Yapılacaklar:
[1] Lütfen sayfa metninde "Bilindiği gibi İslâm" sözlerinin geçtiği yerden başlayıp "kazıyarak ebedileşmesini sağlıyor." sözlerinden sonra biten bölümü olduğu gibi kopyalayın.
[2] Sayfa metnine göre Orhun anıtları hangi ülkede ve hangi ırmağın yakınlarında bulunuyor?

Sayfa metni:
= = = = = = =

Söz konusu siyasetçi ve toplum liderliğine soyunan kişi olduğunda bunda sınır yok demektir. İlgi alanına giren bütün insanların takdirini kazanmak ister. Bu insanların bir limiti bulunmuyor.

Siyaset ve toplum liderliğine soyunan kişinin yapması gereken şey tarihten iyi ve kötü karakterler oluşturmak. Bilinen karakterler varsa onların bu yönlerini keskinleştirmek. Kötü karakterlerin keskinleştirilmesi bu yazının konusu olmadığı için öteki şık üzerinde durmak istiyorum.

Günümüz ve yakın geçmişin siyasetçi ya da toplum liderlerine baktığımızda bu yöntemi çok sık bir şekilde kullandıklarını görürüz. Aslında geçmişteki isimleri ululaştırarak, kendilerinin yüceltilmesini sağlayacak iklimin oluşturulmasına zemin hazırlarlar.

Bu tavır, söz konusu kişiler için tahmin edilenin de ötesinde kârlı bir yatırım aracı. Sen geçmişteki karakterleri ne kadar yüceltirsen, ne kadar ulularsan, kendine o kadar yatırım yapıyorsun demektir.

BUNUN TÜRK GEÇMİŞİNDEKİ KAYNAĞI

Esas itibariyle bu yaklaşımın hem dini, hem de töresel kaynağı var. Bilinen en eski Türk anıtı olarak kabul edilen kalıntılarda bunun kaynağına rastlıyoruz. Moğolistan’daki Orhun ırmağı yakınlarında bulunan anıtlarda, yöneticiyi kutsamanın ulaştığı noktanın neresi olduğunu açık bir şekilde görüyoruz.

Bilge Kağan anıtının “birigerü” cephesindeki ilk cümleler bunu net bir şekilde ortaya koyuyor:

“Tengri teg tengride bolmış Türk Bilge Kaġan, bu ödke olurtum. Sabımın tüketi eşidgil. Ulayu ini yigünüm oġlanım biriki oġuşum bodunum, biriye şadpıt begler, yırıya tarķat buyruķ begler Otuz [Tatar…]”

Prof. Dr. Muharrem Ergin’in Orhun Anıtları kitabındaki tercümesiyle:

“Tanrı gibi gökte olmuş Türk Bilge Kağanı, bu zamanda oturdum. Sözümü tamamiyle işit. Bilhassa küçük kardeş yeğenim, oğlum, bütün soyum, milletim, güneydeki şadpıt beyleri, kuzeydeki tarkat, buyruk beyleri, Otuz Tatar…” (1)

Bilindiği gibi İslâm öncesi Türkler Gök Tanrı’ya inanıyordu. Kağan ise kendisini Gök Tanrı gibi gökte olduğunu hatırlatarak başlıyor söyleyeceklerine. Bununla da yetinmiyor, kendini gördüğü konumu taşa kazıyarak ebedileşmesini sağlıyor.

= = = = = = =

Nesnelerin nerede göründüğüne dair veri kümesi satırları:
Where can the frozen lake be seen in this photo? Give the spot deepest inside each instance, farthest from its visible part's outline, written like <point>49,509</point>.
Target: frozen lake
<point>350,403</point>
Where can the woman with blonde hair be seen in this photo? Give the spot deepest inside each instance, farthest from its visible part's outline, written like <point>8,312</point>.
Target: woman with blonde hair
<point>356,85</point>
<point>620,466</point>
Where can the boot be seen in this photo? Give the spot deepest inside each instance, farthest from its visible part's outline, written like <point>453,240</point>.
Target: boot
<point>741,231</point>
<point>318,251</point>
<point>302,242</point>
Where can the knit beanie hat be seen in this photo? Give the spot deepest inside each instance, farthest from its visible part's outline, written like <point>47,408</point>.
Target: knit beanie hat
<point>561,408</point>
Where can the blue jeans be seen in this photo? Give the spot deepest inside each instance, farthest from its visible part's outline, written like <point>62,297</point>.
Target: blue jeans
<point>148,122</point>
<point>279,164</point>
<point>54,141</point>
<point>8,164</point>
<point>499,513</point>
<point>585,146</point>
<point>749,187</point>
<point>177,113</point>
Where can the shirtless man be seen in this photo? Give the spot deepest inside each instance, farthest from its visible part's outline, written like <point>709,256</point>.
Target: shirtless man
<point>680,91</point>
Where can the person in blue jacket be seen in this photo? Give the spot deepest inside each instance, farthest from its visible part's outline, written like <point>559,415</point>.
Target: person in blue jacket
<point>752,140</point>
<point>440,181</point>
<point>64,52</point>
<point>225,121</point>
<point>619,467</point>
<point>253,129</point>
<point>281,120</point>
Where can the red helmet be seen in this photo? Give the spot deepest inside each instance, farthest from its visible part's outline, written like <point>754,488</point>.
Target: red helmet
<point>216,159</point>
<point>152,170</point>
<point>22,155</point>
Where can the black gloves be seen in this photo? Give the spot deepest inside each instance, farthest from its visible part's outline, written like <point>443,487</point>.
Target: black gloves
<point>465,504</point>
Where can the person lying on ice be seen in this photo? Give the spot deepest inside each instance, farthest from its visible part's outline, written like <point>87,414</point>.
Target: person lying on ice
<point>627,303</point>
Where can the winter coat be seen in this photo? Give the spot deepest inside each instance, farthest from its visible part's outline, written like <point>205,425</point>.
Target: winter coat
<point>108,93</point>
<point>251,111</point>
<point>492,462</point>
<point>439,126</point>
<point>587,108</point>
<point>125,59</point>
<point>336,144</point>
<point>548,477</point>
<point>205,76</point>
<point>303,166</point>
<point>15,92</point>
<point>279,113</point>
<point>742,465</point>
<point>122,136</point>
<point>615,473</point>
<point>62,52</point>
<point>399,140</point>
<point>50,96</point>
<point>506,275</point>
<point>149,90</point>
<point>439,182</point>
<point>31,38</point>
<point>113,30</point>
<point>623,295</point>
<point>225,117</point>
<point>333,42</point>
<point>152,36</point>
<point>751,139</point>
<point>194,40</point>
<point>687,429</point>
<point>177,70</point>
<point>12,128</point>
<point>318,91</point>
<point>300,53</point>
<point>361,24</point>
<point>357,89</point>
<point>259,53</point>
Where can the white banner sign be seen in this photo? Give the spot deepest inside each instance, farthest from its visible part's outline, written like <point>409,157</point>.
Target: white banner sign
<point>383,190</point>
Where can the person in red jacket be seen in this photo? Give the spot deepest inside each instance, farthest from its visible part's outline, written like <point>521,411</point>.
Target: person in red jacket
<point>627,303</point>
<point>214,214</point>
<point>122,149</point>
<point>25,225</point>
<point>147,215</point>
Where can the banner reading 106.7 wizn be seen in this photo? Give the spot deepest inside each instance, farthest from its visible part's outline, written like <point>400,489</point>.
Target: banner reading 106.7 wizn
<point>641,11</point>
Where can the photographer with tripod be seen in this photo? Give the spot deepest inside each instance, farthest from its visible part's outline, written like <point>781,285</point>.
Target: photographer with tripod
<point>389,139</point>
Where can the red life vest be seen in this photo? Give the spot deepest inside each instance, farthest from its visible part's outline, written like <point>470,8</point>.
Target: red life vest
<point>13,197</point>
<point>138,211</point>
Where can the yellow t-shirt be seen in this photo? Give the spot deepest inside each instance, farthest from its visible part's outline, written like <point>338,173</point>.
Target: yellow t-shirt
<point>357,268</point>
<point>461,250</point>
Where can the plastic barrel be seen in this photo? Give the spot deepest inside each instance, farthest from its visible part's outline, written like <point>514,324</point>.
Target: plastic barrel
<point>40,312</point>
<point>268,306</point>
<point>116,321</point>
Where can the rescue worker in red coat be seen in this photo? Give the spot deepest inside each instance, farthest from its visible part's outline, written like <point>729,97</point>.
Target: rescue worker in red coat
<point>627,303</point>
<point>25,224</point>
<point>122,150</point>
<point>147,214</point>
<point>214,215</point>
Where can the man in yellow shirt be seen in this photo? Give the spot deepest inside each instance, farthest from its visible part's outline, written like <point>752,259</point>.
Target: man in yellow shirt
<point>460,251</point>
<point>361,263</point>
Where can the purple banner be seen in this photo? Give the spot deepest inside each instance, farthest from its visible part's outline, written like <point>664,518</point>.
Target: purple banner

= = = = = = =

Sıralı yanıtlar:
[1]
Bilindiği gibi İslâm öncesi Türkler Gök Tanrı’ya inanıyordu. Kağan ise kendisini Gök Tanrı gibi gökte olduğunu hatırlatarak başlıyor söyleyeceklerine. Bununla da yetinmiyor, kendini gördüğü konumu taşa kazıyarak ebedileşmesini sağlıyor.

[2] Moğolistan'da, Orhun ırmağı yakınlarında.